• Passage given:
━━━━━━━━━━

On anniversary of war’s start, EU pledges more support for Ukrainian refugees
European Union officials Friday pledged continued support for millions of Ukrainian refugees, as they marked the anniversary of the Russian invasion.
“Ukraine can win this war, but we will be with Ukraine as long as it takes,” EU Home Affairs Commissioner Ylva Johansson told the Associated Press on the sidelines of a conference on migration near Athens.
Johansson urged members to conclude long-running negotiations to adopt new EU-wide migration rules and to assist Ukrainians who wished to return home but maintain their temporary residence status in the EU.
More than 8 million people have fled Ukraine since the start of the war, according to the United Nations refugee agency, and nearly 5 million have registered for EU temporary protection or similar national protection schemes in Europe.
Bartosz Grodecki, the Polish deputy interior minister, whose country has taken in the most refugees traveling westward since the start of the war, said his government was prepared to receive more people who could be displaced by a widely anticipated spring offensive by Russian forces in Ukraine.
“We have this contingency planning,” Grodecki told the AP. “I hope that it will not be necessary ... [but] we’ve been trained, planned properly, and we know how to be prepared.”

━━━━━━━━━━

Items from a data source
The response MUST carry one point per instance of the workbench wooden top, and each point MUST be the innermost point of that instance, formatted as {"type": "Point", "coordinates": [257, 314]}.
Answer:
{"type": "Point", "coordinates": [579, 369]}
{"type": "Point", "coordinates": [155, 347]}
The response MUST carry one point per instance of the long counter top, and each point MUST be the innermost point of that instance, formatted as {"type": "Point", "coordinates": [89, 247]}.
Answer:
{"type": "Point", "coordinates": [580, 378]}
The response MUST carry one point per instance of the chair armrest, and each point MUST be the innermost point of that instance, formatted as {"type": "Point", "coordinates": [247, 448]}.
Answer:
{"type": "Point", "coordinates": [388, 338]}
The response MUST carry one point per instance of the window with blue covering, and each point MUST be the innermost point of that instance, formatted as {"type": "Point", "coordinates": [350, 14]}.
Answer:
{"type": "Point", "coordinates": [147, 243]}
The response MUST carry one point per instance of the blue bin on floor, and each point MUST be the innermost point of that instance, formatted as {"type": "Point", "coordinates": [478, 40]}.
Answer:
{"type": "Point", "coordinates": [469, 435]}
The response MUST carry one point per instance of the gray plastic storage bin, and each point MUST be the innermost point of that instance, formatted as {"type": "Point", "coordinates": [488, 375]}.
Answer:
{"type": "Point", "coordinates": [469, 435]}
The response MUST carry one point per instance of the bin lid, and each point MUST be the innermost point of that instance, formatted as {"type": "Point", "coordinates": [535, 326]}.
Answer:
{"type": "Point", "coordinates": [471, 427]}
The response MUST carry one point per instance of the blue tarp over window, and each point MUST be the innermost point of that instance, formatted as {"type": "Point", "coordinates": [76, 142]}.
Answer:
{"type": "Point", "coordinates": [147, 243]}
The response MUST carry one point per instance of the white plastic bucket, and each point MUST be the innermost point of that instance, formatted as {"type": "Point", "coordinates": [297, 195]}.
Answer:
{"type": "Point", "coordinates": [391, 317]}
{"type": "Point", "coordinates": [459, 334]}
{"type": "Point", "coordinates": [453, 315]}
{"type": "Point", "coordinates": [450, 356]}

━━━━━━━━━━

• Things to do:
1) According to the news article on EU support for Ukrainian refugees, how many people have fled Ukraine since the war began, per the United Nations refugee agency?
2) Print the part of the news article on EU support for Ukrainian refugees starting with "On anniversary of" and going on through "status in the EU.".
3) In the news article on EU support for Ukrainian refugees, why does the Polish government say it is prepared to receive more people?

• Per-task outputs:
1) More than 8 million people.

2)
On anniversary of war’s start, EU pledges more support for Ukrainian refugees
European Union officials Friday pledged continued support for millions of Ukrainian refugees, as they marked the anniversary of the Russian invasion.
“Ukraine can win this war, but we will be with Ukraine as long as it takes,” EU Home Affairs Commissioner Ylva Johansson told the Associated Press on the sidelines of a conference on migration near Athens.
Johansson urged members to conclude long-running negotiations to adopt new EU-wide migration rules and to assist Ukrainians who wished to return home but maintain their temporary residence status in the EU.

3) More people could be displaced by a widely anticipated spring offensive by Russian forces in Ukraine, so Poland has contingency planning in place to take them in.